From p. 277 of R Cookbook:

Let's say I have a R model lm(formula = y ~ u + v + w) and the Summary() shows:

Multiple R-Squared: 0.4981, Adjust R-Squared: 0.4402 F-statistic:
8.603 on 3 and 26 DF, p-value: 0.0003915

Using Adjusted r-Squared I can say that my model explains 44.02% of the variance of y with the remaining 55.98 unexplained.

Question: Does the associated F-statistic (with the p-value being < .05) tell me:

  1. the model, in general, is significant (not taking into account other values from Summary)
  2. the model is significant in explaining the 44.02% variance (adjusted r-squared)
  • $\begingroup$ How did you arrive at 3, and 26 d.f.? $\endgroup$
    – user10619
    Dec 3, 2017 at 12:43

1 Answer 1


The F-statistics tells you if the model fits the data better than the mean. Or, in other words, if $H_0:\;R^2=0$ should be rejected.

See: Wikipedia

To illustrate that the formula given in the link is indeed used by summary.lm:

x1 <- 1:10
x2 <- rnorm(10)
y <- x1+2*x2+rnorm(10)

fit0 <- lm(y~1)
fit1 <- lm(y~x1+x2)
****
◆ PROBLEMS:
- 1) Name every variable that receives a value through the assignment operator "<-" in the R code of the F-statistic thread.
- 2) Reproduce word for word the stretch of the F-statistic thread from "To illustrate that" through "fit1 <- lm(y~x1+x2)".
The data after this point are separate material, unrelated to the F-statistic thread.
****
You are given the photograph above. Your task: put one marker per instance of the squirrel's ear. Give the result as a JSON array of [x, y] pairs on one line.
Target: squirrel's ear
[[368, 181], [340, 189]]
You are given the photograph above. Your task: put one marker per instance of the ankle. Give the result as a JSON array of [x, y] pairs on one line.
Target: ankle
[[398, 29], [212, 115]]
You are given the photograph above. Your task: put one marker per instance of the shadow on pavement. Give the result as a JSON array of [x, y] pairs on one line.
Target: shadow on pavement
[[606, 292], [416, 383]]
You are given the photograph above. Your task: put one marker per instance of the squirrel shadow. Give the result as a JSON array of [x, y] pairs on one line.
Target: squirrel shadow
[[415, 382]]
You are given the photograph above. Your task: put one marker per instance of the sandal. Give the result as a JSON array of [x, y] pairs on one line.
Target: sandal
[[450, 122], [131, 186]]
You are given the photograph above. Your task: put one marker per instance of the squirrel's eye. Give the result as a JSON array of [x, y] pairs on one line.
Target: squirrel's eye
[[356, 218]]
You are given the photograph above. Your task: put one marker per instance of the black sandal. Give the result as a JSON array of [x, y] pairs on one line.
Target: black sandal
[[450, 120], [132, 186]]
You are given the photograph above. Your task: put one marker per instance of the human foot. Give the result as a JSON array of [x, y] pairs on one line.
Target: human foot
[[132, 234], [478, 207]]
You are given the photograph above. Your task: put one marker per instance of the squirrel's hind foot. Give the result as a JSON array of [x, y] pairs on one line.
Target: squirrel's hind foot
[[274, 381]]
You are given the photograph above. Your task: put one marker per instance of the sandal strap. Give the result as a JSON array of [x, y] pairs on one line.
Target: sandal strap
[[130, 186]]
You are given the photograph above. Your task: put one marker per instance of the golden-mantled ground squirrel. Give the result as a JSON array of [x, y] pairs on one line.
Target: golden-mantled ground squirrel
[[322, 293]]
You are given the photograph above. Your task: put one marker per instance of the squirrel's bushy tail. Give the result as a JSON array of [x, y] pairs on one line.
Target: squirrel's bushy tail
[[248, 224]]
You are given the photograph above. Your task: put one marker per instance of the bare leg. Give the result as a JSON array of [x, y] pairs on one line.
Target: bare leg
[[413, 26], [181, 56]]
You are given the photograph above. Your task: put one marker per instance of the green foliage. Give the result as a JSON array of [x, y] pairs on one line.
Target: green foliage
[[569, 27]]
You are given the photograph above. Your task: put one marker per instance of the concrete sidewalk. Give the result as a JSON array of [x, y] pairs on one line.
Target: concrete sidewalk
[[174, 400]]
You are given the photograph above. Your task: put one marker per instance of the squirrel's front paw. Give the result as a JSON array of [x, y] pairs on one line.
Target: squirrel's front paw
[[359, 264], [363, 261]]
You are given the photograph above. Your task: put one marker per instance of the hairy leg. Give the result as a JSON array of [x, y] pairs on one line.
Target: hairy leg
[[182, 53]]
****
◆ OUTPUTS FOR THE TASKS:
- 1) x1, x2, y, fit0, fit1

- 2)
To illustrate that the formula given in the link is indeed used by summary.lm:

x1 <- 1:10
x2 <- rnorm(10)
y <- x1+2*x2+rnorm(10)

fit0 <- lm(y~1)
fit1 <- lm(y~x1+x2)